--- Required work ---
1 – Translate this sentence from the Arka Berhad meeting notice into French: "THAT, subject to all relevant approvals of all authorities and/or other parties (if required) being obtained in respect of the Proposed Disposal, approval be and is hereby granted to the Company to dispose Enfrasys Solutions Sdn Bhd for a cash consideration of RM43.0 million, subject to and upon such terms and conditions as set out in the share purchase agreement dated 9 April 2026 entered into between Arka with Joy Jewel Sdn Bhd in relation to the Proposed Disposal ("SPA")."
2 – Carry on the Arka Berhad meeting notice from the point where it stops.

--- Text extract ---
NOTICE OF EXTRAORDINARY GENERAL MEETING

NOTICE IS HEREBY GIVEN THAT an Extraordinary General Meeting ("EGM") of Arka Berhad ("Arka" or the "Company") will be held at Dewan Bungaraya, Level 2, WP Hotel, 362, Jalan Tuanku Abdul Rahman, 50100 Kuala Lumpur, on Monday, 22 June 2026 at 10:45 a.m. or immediately following the conclusion or adjournment of the Forty Eighth (48th) Annual General Meeting of the Company scheduled to be held on the same day at 10.00 a.m., whichever is later, for the purpose of considering and, if thought fit, passing with or without modifications, the following resolutions:

ORDINARY RESOLUTION

PROPOSED DISPOSAL BY ARKA BERHAD ("ARKA" OR THE "COMPANY") OF 800,000 ORDINARY SHARES REPRESENTING THE 40% EQUITY INTEREST IN ENFRASYS SOLUTIONS SDN BHD TO JOY JEWEL SDN BHD FOR A DISPOSAL CONSIDERATION OF RM43.0 MILLION TO BE SATISFIED ENTIRELY VIA CASH ("PROPOSED DISPOSAL")

"THAT, subject to all relevant approvals of all authorities and/or other parties (if required) being obtained in respect of the Proposed Disposal, approval be and is hereby granted to the Company to dispose Enfrasys Solutions Sdn Bhd for a cash consideration of RM43.0 million, subject to and upon such terms and conditions as set out in the share purchase agreement dated 9 April 2026 entered into between Arka with Joy Jewel Sdn Bhd in relation to the Proposed Disposal ("SPA").

--- Information supplied ---
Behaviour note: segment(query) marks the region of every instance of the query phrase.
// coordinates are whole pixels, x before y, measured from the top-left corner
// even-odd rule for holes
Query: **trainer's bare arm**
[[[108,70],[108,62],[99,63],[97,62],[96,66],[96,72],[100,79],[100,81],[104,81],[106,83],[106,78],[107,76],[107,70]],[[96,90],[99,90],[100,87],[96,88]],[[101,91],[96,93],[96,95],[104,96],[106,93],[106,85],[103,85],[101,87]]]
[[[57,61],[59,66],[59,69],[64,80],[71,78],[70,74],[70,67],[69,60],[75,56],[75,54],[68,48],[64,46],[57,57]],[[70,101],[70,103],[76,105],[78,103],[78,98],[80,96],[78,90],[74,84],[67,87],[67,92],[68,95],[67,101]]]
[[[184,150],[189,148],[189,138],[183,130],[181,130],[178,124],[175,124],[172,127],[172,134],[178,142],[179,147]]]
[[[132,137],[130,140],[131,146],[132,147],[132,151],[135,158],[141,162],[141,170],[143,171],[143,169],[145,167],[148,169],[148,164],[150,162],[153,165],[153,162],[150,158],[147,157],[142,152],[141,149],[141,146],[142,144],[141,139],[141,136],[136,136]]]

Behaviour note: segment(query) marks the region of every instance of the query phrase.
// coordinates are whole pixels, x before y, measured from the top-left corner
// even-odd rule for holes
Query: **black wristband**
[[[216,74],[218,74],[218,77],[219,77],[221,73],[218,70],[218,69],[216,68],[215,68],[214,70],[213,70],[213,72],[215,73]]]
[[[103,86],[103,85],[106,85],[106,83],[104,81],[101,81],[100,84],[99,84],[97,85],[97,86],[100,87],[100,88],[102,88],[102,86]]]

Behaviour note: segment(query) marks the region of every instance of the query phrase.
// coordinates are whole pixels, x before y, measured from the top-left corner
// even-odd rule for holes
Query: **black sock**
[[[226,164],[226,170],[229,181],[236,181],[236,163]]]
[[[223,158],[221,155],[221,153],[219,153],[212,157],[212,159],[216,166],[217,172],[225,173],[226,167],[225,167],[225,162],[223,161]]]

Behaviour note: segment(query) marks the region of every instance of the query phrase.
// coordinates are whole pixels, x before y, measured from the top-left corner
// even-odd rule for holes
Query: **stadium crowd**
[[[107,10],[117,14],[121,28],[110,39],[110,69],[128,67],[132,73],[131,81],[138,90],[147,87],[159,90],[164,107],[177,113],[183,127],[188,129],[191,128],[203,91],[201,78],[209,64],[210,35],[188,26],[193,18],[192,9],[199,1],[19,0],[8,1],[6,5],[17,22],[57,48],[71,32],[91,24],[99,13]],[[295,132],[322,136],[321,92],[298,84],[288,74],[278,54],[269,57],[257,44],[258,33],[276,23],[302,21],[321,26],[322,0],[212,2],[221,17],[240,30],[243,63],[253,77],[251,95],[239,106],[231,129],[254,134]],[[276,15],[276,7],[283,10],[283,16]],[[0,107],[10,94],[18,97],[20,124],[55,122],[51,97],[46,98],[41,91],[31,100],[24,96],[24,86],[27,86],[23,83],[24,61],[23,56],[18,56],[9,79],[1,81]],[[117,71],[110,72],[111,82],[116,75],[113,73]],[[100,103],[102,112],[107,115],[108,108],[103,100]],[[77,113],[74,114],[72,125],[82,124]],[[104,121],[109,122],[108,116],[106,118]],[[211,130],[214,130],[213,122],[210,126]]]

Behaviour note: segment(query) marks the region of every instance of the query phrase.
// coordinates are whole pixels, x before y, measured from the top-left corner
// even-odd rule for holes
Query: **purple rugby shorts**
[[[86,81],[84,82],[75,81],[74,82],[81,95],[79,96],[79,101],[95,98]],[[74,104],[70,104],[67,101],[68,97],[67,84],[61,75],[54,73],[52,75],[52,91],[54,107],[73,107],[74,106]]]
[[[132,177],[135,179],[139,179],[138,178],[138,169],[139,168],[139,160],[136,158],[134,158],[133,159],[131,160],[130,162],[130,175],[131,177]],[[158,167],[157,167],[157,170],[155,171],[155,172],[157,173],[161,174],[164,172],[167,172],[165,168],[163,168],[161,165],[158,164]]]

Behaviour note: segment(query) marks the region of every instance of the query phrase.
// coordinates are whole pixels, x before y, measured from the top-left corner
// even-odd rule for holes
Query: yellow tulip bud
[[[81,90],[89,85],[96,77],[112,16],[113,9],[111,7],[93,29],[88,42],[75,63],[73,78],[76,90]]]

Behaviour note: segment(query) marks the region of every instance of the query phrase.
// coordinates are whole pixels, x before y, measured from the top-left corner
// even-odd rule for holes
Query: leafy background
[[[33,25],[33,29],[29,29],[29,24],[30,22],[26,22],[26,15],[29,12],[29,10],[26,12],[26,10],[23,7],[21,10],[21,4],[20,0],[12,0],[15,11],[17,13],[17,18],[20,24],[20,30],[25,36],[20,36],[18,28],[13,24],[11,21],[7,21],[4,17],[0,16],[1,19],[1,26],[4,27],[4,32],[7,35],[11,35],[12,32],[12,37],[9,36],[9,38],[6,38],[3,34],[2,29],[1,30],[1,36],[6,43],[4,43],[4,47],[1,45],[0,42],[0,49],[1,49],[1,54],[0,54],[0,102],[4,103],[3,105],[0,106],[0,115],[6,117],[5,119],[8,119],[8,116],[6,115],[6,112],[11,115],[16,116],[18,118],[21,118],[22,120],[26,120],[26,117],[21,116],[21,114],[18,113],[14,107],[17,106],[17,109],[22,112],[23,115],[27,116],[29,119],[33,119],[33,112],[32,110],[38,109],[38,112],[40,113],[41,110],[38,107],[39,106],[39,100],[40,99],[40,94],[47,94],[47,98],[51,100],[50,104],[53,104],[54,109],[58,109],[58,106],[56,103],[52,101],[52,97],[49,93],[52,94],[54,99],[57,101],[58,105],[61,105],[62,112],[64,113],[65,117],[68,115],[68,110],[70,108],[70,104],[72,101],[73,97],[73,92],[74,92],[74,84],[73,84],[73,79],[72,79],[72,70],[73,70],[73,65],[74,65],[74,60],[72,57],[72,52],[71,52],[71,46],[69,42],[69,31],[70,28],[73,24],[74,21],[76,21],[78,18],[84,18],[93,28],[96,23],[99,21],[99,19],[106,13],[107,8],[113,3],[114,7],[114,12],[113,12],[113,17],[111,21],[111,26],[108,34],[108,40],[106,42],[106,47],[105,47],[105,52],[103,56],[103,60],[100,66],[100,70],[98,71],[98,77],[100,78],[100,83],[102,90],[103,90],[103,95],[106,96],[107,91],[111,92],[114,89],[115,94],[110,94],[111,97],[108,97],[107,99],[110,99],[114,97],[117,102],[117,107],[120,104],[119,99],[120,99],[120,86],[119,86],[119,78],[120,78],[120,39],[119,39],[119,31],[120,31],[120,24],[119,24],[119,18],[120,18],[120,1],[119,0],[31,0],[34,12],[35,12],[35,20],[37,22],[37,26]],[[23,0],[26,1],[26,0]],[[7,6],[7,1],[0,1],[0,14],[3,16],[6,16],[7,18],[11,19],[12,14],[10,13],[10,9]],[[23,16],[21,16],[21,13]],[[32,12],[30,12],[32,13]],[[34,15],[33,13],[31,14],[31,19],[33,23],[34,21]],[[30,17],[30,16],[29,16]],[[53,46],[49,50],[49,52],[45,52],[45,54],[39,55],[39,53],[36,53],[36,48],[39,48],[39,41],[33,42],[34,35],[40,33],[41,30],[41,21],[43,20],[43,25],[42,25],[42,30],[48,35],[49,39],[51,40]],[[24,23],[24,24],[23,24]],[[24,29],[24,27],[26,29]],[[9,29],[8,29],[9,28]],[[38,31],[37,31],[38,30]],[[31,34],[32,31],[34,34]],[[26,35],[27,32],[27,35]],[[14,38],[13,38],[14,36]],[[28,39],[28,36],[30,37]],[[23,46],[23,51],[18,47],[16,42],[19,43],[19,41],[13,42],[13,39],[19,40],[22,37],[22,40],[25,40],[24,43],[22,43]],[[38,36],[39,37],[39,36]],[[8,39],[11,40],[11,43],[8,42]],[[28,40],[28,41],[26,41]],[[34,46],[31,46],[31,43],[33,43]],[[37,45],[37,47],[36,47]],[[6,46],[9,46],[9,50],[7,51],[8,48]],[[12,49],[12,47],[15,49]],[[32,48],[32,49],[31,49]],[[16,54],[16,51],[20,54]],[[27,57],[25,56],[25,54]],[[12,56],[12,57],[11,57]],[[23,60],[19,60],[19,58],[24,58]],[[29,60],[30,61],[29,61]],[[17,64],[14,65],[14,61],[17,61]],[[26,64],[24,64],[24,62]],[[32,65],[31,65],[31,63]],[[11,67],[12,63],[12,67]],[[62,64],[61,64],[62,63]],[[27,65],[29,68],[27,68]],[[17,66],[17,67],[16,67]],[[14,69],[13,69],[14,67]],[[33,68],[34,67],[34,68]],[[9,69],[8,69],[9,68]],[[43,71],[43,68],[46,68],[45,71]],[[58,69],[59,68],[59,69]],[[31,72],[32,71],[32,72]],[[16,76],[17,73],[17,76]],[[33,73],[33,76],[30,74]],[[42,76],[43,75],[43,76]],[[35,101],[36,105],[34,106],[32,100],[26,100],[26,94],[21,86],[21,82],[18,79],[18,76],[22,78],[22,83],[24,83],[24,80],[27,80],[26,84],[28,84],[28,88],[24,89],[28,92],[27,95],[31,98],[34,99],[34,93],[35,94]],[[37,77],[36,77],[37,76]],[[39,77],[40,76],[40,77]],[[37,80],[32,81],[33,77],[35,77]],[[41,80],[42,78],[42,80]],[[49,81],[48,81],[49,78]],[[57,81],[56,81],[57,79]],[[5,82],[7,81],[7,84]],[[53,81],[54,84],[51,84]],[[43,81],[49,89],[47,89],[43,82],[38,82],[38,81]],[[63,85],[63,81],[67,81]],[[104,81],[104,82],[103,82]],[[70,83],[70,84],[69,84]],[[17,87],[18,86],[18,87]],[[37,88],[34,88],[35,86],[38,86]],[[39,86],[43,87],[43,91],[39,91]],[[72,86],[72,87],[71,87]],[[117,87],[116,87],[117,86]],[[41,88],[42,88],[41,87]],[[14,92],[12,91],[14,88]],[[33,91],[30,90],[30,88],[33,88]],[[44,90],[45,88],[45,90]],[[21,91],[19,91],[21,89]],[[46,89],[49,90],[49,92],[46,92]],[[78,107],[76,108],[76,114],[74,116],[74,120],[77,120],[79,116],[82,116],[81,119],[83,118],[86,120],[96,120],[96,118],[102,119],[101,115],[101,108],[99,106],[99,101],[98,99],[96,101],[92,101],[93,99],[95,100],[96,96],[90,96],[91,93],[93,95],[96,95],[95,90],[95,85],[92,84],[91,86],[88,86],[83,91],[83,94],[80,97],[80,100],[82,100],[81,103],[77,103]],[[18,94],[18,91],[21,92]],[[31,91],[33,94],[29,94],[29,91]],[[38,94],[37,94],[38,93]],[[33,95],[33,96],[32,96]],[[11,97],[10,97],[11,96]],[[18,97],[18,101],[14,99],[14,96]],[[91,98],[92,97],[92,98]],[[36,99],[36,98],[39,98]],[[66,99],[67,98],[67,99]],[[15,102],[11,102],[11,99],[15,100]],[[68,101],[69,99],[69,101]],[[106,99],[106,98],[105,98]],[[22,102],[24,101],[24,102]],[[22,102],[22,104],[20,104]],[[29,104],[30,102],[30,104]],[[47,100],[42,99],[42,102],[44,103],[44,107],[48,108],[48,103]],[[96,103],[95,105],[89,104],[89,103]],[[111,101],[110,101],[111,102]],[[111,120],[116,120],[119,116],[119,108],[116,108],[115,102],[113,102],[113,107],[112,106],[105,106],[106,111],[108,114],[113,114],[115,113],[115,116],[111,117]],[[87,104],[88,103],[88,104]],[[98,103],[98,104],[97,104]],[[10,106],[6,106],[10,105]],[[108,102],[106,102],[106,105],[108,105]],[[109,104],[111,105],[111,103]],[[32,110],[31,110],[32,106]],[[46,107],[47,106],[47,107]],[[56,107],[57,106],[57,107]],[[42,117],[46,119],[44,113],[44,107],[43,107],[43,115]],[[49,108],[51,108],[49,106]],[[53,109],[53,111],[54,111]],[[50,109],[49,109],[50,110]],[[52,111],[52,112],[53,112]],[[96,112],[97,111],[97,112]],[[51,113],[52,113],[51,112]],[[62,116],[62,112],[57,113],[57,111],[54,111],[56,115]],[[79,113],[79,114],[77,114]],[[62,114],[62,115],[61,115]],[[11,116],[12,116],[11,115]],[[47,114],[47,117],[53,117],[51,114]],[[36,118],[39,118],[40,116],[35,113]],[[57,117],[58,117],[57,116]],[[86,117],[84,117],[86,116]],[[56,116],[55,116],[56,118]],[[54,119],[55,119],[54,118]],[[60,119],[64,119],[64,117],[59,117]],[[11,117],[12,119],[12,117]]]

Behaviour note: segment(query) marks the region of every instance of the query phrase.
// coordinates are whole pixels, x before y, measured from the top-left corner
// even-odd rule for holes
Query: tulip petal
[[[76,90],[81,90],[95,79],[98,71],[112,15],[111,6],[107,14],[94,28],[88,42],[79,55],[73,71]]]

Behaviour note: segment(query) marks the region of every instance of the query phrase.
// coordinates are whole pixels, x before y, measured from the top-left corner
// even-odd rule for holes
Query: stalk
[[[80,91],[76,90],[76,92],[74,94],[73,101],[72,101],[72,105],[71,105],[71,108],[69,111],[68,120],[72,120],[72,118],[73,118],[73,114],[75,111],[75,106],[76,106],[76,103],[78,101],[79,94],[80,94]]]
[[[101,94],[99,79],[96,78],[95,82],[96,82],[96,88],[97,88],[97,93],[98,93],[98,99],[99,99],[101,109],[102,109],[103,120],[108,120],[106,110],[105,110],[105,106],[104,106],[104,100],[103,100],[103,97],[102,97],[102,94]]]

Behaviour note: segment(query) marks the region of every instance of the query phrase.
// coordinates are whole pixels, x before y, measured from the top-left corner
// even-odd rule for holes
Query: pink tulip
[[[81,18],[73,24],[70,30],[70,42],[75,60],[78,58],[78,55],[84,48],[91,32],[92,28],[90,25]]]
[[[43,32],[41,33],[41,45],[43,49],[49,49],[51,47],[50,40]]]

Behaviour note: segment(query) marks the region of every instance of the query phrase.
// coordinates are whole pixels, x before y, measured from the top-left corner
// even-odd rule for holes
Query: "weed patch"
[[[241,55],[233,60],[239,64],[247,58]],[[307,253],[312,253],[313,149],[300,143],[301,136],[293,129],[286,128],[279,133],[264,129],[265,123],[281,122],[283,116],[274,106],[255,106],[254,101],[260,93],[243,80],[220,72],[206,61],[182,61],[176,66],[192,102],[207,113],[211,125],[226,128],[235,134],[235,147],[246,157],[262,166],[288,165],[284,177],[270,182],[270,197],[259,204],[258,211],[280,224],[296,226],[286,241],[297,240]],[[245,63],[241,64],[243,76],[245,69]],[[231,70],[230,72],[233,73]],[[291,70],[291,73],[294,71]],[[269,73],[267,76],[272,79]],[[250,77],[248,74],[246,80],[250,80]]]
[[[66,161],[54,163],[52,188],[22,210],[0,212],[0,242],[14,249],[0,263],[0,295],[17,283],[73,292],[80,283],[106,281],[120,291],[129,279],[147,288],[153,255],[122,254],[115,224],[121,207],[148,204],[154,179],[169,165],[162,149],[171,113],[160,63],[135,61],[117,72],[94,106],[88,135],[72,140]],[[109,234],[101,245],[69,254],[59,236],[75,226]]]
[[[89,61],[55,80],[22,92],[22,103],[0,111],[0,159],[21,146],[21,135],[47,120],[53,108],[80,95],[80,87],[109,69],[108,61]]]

--- Response list ---
1 – « QUE, sous réserve de l'obtention de toutes les approbations pertinentes de toutes les autorités et/ou autres parties (si nécessaire) concernant la Cession proposée, l'approbation soit et est par les présentes accordée à la Société pour céder Enfrasys Solutions Sdn Bhd moyennant une contrepartie en espèces de 43,0 millions de RM, sous réserve et selon les modalités et conditions énoncées dans le contrat d'achat d'actions daté du 9 avril 2026 conclu entre Arka et Joy Jewel Sdn Bhd relativement à la Cession proposée (« SPA »).

2 –
AND THAT approval be and is hereby given to the Board to give full effect to the Proposed Disposal with full powers and authority to approve, agree and assent to any conditions, variations, revaluations, modifications, and/or amendments in any manner as may be required/ permitted by the relevant regulatory authorities or deemed necessary by the Board, to deal with matters, incidental, ancillary to and/or relating thereto and take all steps and do all acts and to execute or enter into all such agreements, arrangements, undertakings, indemnities, transfers, extensions, assignments, deeds, confirmations, declarations and/or guarantees, with any party or parties, to deliver or cause to be delivered all such documents and to do all such acts and matters as the Board may consider necessary to implement, finalise and give full effect to and complete the Proposed Disposal."

BY ORDER OF THE BOARD

YEOW SZE MIN (MAICSA 7065735) (SSM PC NO. 201908003120)

POH MING YI (LS 0010863) (SSM PC NO. 202408000861)

Company Secretaries

Kuala Lumpur

29 May 2026

Notes:

(1) A member of the Company entitled to attend and vote is entitled to appoint one (1) or more persons as his proxy to exercise all or any of his rights to attend, participate, speak and vote in his stead.

(2) Where a member of the Company appoints two (2) or more proxies to attend the meeting, the member shall specify the proportion of his shareholdings to be represented by each proxy, failing which, the appointments shall be invalid.

(3) A proxy may but need not be a member and there shall be no restriction as to the qualification of the proxy.

(4) Where a member is an Authorised nominee as defined under The Securities Industry (Central Depositories) Act, 1991, it may appoint at least one proxy in respect of each Securities Account it holds with ordinary shares of the Company standing to the credit of the said Securities Account. Where a member of the Company is an Exempt Authorised Nominee which holds ordinary shares in the Company for multiple beneficial owners in one securities account ("omnibus account") there shall be no limit to the number of proxies which the Exempt Authorised Nominee may appoint in respect of each omnibus account it holds.

(5) The instrument appointing a proxy shall be in writing, and the power of attorney or other authority (if any) under which it is signed or a notarially certified copy thereof, shall be deposited at the Registered Office of the Company situated at Suite 18.05, MWE Plaza, No. 8, Lebuh Farquhar, 10200 George Town, Penang not less than forty-eight (48) hours before the time for holding the meeting or adjourned meeting, in default the instrument of proxy shall not be treated as valid.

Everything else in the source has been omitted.